◆ What you need to do
Locate the line that contains "For the evaluation set, tag each instance of the grass". Print it and each following line through the end of the listing, verbatim, and nothing more.

◆ Data for this exercise
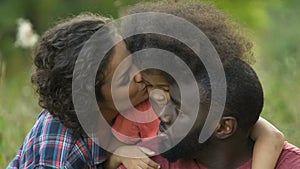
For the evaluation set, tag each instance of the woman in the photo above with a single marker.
(57, 140)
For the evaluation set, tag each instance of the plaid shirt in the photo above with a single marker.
(50, 144)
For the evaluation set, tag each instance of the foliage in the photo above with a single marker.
(273, 25)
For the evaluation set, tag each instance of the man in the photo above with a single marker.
(230, 145)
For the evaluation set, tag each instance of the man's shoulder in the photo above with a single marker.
(289, 157)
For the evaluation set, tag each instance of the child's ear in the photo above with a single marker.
(226, 128)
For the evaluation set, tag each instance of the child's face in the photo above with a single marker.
(156, 81)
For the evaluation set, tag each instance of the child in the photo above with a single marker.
(131, 132)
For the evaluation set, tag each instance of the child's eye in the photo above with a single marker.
(166, 89)
(125, 80)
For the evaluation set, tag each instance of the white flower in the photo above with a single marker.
(26, 37)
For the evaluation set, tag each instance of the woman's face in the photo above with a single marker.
(137, 89)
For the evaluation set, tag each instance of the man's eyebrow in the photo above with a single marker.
(175, 101)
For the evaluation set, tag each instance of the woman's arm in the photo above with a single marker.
(131, 157)
(268, 145)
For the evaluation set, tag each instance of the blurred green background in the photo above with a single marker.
(273, 26)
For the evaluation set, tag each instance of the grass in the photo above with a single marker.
(19, 110)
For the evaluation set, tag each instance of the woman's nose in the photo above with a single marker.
(160, 105)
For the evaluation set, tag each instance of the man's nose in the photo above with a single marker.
(138, 77)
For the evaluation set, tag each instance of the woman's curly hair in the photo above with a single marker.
(226, 36)
(54, 61)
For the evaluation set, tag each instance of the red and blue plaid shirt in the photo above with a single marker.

◆ Worked answer
For the evaluation set, tag each instance of the grass in the photo above with a single marker.
(19, 110)
For the evaluation set, tag each instance of the woman's nose in the photo above with a single marker.
(160, 105)
For the evaluation set, tag each instance of the man's nose in the photo above with a single marker.
(138, 77)
For the evaluation set, tag each instance of the woman's curly hair in the photo above with a single marker.
(226, 36)
(54, 61)
For the evaluation set, tag each instance of the red and blue plaid shirt in the photo above with a single marker.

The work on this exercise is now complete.